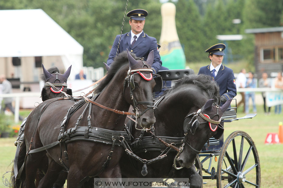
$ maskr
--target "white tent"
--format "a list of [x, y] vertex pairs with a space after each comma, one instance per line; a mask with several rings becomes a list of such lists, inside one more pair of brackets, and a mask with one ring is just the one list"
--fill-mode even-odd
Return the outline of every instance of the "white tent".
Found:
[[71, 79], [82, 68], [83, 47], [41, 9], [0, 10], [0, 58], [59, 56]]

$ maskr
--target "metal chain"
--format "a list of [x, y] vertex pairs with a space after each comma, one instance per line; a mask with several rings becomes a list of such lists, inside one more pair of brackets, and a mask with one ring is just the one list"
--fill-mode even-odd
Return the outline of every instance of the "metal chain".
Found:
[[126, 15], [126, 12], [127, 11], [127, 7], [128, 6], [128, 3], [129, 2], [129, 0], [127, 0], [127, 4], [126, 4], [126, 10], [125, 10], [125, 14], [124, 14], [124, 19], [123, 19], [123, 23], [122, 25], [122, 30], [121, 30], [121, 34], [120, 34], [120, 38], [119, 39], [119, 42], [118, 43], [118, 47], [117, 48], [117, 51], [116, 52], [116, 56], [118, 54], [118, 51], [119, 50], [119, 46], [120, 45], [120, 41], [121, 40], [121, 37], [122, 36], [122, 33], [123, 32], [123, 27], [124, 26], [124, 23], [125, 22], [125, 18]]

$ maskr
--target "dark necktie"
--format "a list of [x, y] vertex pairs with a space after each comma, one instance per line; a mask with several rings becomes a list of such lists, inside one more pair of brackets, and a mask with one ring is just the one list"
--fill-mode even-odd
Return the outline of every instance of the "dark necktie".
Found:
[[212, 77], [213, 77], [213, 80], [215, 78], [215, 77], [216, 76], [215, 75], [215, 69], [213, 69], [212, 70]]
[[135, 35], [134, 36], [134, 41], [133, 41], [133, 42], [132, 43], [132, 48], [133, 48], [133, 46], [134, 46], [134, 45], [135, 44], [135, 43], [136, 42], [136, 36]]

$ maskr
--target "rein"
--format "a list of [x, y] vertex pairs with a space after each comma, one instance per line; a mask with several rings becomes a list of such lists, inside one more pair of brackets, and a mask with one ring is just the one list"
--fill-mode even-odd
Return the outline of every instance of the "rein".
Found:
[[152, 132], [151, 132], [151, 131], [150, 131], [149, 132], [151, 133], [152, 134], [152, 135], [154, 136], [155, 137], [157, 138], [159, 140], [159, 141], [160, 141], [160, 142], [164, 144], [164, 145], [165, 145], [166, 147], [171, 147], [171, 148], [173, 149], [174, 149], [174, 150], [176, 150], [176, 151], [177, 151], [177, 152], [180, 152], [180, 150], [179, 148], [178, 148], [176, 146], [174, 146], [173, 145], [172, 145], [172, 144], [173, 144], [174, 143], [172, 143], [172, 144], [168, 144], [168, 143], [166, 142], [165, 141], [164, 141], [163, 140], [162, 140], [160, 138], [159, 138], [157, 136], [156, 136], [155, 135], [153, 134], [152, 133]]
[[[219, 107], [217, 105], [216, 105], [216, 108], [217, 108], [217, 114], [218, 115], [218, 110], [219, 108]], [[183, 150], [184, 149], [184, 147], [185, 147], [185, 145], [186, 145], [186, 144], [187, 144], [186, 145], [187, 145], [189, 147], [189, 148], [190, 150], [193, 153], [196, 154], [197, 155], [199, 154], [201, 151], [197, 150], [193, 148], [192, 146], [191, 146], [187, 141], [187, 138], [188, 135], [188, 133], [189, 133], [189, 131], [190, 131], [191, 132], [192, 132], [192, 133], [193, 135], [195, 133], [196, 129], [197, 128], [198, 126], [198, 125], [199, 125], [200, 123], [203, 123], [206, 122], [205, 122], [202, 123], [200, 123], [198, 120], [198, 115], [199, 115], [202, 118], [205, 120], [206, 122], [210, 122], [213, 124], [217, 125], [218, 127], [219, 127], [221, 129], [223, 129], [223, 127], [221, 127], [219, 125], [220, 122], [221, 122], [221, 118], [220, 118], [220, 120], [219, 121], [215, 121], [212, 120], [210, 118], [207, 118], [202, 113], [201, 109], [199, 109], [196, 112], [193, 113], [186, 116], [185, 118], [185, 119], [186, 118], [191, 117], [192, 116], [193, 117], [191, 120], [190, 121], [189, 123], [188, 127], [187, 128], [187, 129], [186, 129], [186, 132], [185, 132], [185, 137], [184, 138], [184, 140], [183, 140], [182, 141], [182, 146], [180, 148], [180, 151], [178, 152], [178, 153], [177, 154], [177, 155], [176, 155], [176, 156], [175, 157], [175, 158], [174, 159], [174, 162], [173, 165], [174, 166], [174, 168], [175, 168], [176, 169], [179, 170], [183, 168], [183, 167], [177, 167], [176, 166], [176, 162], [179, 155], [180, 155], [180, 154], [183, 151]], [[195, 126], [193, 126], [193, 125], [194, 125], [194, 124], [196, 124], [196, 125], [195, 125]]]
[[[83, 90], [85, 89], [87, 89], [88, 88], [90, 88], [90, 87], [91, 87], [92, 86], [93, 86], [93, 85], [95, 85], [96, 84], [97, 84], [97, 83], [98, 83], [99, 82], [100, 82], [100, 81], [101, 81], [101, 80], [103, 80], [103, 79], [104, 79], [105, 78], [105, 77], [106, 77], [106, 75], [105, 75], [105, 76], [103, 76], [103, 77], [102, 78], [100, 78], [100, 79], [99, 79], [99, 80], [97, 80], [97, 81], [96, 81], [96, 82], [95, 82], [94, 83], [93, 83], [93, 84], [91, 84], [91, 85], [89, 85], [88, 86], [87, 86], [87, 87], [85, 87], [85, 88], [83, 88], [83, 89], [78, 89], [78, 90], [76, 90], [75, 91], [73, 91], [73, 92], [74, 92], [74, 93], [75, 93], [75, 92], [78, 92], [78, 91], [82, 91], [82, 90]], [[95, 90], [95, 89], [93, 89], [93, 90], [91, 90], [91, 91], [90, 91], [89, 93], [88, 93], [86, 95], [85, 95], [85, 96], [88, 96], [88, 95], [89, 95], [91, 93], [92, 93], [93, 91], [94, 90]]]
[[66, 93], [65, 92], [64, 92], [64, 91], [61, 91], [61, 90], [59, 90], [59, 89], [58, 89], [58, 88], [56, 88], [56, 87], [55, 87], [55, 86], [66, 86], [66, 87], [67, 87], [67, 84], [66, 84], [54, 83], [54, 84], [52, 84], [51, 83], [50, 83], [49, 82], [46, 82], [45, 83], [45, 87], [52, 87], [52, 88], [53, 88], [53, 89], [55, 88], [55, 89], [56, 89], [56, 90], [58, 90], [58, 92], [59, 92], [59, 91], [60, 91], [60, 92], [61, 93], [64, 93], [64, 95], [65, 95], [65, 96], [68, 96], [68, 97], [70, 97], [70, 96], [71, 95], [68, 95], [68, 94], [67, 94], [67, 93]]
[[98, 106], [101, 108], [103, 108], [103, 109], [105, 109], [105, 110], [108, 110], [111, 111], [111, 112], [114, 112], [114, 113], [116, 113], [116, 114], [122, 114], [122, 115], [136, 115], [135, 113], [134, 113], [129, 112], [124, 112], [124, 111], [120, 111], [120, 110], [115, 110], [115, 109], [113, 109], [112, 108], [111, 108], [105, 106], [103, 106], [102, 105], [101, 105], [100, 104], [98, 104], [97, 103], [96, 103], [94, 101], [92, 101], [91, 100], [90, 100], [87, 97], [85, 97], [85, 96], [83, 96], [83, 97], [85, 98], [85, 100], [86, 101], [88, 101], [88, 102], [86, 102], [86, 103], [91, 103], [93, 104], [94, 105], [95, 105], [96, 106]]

---

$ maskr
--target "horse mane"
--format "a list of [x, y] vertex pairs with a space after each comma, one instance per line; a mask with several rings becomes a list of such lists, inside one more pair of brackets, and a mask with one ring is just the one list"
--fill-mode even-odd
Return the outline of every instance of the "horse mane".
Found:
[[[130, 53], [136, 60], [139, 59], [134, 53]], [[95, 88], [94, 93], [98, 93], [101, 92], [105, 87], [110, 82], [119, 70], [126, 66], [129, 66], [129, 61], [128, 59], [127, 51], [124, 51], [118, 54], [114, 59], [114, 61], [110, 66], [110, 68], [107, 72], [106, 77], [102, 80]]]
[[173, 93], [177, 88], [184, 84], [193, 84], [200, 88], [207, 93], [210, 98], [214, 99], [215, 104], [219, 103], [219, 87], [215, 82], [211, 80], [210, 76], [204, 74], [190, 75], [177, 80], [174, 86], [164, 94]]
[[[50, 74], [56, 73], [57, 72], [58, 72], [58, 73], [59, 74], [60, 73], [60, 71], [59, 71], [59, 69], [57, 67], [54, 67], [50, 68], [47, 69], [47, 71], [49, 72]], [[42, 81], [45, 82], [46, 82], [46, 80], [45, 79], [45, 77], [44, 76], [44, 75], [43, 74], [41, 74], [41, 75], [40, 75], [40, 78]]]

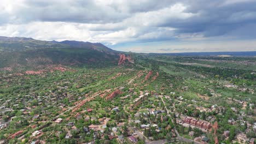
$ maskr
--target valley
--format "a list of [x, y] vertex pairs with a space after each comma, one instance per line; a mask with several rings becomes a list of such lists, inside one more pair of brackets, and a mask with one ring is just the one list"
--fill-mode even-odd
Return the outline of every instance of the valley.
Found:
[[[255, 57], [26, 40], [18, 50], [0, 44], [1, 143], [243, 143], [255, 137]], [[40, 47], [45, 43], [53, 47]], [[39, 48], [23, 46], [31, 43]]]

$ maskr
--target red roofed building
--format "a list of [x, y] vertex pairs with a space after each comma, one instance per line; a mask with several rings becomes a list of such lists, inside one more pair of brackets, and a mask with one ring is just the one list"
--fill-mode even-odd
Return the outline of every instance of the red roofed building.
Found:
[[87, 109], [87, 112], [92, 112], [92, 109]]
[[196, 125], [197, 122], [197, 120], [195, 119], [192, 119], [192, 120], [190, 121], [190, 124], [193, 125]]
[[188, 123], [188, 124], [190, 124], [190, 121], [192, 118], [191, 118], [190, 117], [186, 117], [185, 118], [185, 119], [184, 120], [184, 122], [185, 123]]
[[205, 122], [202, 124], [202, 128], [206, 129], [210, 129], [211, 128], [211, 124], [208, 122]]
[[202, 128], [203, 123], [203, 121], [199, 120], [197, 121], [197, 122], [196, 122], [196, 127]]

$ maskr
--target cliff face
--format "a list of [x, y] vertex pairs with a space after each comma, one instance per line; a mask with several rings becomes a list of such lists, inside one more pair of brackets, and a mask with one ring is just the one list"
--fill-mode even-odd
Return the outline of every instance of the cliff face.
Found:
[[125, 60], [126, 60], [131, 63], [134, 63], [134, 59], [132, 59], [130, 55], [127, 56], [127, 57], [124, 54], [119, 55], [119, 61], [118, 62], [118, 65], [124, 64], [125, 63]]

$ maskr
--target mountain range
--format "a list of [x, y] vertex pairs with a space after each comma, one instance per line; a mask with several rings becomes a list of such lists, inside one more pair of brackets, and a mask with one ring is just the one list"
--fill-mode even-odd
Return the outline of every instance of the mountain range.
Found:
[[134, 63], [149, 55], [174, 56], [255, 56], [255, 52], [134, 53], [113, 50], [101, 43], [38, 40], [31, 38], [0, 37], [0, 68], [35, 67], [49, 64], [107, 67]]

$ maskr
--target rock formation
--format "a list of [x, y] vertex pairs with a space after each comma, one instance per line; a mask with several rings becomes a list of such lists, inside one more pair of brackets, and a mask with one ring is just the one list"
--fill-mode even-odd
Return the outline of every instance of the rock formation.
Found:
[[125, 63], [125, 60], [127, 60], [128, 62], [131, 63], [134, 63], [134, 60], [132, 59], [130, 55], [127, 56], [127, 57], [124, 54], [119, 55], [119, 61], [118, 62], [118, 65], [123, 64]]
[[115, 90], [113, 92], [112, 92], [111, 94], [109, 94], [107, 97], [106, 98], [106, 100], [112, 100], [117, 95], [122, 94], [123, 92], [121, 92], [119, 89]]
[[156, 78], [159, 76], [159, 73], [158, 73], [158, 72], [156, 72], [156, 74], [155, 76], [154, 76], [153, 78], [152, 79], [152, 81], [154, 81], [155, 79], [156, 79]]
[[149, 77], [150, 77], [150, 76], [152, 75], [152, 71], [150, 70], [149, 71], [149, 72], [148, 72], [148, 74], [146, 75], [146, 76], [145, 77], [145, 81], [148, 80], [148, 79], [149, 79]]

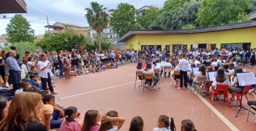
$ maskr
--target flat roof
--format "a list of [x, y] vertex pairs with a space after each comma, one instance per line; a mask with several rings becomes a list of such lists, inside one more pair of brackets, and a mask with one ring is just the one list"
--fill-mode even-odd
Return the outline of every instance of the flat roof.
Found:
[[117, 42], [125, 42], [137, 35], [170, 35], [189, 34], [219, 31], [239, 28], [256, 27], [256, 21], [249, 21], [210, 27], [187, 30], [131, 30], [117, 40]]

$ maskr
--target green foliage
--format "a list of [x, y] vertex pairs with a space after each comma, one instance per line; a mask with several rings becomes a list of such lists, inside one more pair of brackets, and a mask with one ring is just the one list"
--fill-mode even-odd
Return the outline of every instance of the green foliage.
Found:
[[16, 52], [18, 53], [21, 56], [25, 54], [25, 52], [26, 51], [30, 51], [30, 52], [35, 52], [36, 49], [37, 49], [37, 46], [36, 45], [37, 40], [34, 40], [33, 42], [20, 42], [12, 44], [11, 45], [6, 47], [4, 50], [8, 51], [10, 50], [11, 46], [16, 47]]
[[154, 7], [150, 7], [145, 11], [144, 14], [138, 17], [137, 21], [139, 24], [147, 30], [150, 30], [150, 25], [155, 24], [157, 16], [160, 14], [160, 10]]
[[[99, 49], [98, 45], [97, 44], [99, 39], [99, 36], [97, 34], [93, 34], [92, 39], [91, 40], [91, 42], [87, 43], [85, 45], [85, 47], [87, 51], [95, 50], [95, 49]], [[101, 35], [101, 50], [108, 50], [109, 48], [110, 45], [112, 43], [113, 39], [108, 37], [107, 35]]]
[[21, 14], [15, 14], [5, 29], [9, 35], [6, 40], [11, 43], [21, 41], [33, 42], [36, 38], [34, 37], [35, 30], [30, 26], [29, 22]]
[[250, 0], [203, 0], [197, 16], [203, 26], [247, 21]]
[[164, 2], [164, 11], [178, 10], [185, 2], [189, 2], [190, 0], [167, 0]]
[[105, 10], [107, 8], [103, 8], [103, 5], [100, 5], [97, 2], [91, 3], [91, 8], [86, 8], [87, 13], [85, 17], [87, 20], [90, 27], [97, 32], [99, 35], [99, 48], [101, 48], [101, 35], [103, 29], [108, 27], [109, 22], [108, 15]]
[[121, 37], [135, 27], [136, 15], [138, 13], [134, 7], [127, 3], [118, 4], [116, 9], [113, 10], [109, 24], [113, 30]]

==

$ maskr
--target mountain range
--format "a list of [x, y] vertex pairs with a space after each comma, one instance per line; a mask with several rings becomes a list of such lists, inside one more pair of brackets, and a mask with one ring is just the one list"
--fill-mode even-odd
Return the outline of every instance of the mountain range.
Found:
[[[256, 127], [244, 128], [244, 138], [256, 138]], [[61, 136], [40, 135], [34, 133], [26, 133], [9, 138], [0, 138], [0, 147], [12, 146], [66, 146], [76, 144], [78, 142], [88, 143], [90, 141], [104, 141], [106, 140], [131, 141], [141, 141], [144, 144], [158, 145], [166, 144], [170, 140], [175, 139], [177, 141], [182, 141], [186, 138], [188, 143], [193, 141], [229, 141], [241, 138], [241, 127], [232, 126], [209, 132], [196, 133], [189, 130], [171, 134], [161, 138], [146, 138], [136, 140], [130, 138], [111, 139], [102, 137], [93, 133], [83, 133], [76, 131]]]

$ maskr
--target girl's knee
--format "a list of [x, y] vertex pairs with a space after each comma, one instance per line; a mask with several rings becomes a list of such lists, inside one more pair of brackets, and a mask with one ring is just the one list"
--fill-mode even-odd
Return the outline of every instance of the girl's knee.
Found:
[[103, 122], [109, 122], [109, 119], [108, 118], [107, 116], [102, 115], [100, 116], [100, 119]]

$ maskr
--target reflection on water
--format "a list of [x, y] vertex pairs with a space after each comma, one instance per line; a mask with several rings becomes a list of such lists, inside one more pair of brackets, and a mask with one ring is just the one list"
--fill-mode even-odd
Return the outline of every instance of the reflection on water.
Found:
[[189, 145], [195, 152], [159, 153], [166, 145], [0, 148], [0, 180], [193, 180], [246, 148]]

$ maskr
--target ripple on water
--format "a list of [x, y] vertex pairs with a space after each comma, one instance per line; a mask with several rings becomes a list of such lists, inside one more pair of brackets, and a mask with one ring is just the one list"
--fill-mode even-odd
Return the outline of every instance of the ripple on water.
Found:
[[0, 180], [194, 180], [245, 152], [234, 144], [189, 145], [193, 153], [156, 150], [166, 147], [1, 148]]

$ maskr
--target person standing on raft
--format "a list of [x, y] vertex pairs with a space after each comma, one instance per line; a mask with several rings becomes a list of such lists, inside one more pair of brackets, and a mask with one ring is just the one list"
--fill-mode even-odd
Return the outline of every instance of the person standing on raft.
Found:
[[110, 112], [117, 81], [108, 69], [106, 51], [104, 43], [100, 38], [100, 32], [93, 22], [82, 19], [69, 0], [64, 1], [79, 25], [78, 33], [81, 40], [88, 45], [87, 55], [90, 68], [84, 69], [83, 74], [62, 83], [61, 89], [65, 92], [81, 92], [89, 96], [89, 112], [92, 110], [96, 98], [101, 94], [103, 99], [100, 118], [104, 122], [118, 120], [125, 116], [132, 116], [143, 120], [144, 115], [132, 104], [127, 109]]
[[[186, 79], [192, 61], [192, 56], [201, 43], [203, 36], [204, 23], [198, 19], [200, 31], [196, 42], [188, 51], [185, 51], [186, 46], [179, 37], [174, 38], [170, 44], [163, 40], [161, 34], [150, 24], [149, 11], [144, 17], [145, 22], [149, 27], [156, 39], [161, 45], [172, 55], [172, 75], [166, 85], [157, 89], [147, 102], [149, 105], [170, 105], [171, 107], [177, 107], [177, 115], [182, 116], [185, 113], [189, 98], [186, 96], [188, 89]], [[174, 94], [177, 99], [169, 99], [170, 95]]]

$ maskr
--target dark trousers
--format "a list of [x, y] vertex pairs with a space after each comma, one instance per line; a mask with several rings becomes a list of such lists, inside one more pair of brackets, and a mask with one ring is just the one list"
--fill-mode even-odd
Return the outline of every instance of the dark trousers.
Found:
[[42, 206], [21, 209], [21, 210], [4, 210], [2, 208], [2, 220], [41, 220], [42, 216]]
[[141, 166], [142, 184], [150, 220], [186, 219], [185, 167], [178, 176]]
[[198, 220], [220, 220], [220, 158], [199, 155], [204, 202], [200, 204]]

*TASK TO CARRY OUT:* Select every line of the listing that contains the string "mane", and copy those lines.

*COMPLETE RESPONSE:*
--target "horse mane"
Return the outline of every instance of the "horse mane".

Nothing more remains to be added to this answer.